**TASK STATEMENT**
Provide again, from the entries below, every line from the one containing "For each <instance>" through the one containing "box: [351, 234, 477, 263]", exactly as written, and no other line.

_____

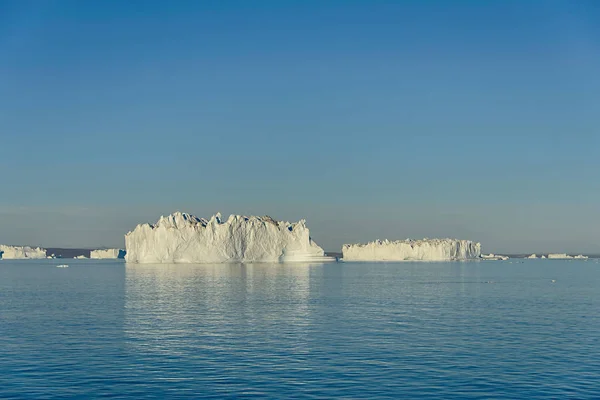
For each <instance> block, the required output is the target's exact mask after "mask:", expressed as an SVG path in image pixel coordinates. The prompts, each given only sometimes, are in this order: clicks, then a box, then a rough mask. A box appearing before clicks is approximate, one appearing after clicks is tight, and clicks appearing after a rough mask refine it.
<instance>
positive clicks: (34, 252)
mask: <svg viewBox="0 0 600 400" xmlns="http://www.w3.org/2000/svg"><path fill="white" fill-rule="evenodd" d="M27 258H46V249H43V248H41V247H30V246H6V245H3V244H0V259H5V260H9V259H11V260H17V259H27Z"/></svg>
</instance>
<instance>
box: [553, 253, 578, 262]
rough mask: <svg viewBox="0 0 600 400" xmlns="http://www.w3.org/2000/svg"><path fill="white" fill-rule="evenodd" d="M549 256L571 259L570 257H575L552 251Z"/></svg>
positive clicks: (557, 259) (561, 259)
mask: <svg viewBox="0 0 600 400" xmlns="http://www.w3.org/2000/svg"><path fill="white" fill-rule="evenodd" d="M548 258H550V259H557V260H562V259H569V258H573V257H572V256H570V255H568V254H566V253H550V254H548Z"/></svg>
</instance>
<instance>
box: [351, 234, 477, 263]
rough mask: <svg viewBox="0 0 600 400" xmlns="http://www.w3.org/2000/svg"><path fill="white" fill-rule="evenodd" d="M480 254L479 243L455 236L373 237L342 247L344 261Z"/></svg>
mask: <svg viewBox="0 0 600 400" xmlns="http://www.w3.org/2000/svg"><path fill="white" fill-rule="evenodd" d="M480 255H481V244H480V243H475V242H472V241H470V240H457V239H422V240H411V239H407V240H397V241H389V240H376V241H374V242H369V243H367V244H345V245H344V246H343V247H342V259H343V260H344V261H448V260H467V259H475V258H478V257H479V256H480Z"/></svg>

_____

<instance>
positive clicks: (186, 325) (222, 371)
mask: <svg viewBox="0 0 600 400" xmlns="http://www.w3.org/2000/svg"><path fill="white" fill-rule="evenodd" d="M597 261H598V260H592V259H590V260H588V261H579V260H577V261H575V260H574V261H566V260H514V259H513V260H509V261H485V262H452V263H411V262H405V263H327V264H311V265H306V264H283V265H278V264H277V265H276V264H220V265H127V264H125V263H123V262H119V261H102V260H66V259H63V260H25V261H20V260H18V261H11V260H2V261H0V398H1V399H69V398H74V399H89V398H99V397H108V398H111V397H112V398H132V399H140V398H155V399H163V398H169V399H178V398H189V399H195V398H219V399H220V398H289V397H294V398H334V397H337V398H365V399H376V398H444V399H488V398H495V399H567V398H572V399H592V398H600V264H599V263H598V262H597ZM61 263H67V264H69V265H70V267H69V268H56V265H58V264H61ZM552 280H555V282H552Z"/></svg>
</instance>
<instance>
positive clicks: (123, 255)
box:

_____

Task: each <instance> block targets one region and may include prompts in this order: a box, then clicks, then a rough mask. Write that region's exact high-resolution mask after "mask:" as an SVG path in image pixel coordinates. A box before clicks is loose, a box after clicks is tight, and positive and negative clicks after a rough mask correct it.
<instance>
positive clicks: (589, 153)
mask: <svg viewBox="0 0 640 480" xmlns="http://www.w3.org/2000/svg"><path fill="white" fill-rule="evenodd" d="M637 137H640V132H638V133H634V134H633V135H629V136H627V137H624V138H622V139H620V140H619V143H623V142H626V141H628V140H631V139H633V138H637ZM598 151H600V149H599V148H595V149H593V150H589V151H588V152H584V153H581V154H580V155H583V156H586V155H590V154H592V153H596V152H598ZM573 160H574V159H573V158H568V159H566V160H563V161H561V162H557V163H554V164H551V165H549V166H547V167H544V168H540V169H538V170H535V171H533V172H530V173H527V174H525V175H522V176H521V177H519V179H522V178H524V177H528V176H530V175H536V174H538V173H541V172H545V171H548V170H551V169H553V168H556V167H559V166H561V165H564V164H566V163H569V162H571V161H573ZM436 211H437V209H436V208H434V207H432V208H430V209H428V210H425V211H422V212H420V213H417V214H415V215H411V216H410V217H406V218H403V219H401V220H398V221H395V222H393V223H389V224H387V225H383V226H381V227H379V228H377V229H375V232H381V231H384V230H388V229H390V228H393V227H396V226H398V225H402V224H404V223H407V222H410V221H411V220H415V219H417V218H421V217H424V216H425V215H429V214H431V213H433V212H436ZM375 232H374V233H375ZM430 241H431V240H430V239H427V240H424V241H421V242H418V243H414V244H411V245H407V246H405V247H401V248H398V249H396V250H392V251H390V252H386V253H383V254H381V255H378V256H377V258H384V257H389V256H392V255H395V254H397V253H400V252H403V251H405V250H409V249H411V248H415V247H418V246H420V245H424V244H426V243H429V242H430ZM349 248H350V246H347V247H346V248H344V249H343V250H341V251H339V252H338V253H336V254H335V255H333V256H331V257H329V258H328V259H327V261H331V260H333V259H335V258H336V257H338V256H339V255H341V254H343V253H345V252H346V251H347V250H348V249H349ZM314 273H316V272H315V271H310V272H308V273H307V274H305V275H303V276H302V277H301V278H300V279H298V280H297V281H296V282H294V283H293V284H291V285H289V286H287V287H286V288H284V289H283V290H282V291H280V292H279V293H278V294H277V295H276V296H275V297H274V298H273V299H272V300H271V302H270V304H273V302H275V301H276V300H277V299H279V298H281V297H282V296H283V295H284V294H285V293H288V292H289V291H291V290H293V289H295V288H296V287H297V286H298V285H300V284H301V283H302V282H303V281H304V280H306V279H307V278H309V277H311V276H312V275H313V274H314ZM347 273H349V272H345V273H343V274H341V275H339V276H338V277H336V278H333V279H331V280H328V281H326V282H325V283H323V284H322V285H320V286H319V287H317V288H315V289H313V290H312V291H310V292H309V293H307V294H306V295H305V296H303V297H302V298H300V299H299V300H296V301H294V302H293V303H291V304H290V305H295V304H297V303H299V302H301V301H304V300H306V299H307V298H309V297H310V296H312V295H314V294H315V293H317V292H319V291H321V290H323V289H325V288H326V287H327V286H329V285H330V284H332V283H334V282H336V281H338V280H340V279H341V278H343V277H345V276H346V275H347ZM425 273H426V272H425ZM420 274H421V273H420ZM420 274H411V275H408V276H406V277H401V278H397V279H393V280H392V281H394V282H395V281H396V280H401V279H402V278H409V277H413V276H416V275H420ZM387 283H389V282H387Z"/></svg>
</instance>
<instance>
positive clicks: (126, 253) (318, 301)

_____

**PROBLEM SOLUTION**
For each <instance> block, the required output is the target's exact mask after "mask:", expressed as an SVG path in image pixel coordinates. The prompts, each given only sometimes, are in this order: clicks, then a box, then a rough mask. A box appearing before clicks is approximate, one appearing after clicks is tight, and clicks appearing after a rough mask refine it.
<instance>
positive clicks: (34, 252)
mask: <svg viewBox="0 0 600 400" xmlns="http://www.w3.org/2000/svg"><path fill="white" fill-rule="evenodd" d="M27 258H46V249H43V248H41V247H30V246H6V245H3V244H0V259H5V260H9V259H11V260H17V259H27Z"/></svg>
</instance>
<instance>
box: [553, 253, 578, 262]
rough mask: <svg viewBox="0 0 600 400" xmlns="http://www.w3.org/2000/svg"><path fill="white" fill-rule="evenodd" d="M549 256L571 259L570 257H575L552 251Z"/></svg>
positive clicks: (557, 259) (561, 259)
mask: <svg viewBox="0 0 600 400" xmlns="http://www.w3.org/2000/svg"><path fill="white" fill-rule="evenodd" d="M548 258H550V259H557V260H562V259H569V258H573V257H572V256H570V255H568V254H566V253H550V254H548Z"/></svg>
</instance>
<instance>
box: [351, 234, 477, 263]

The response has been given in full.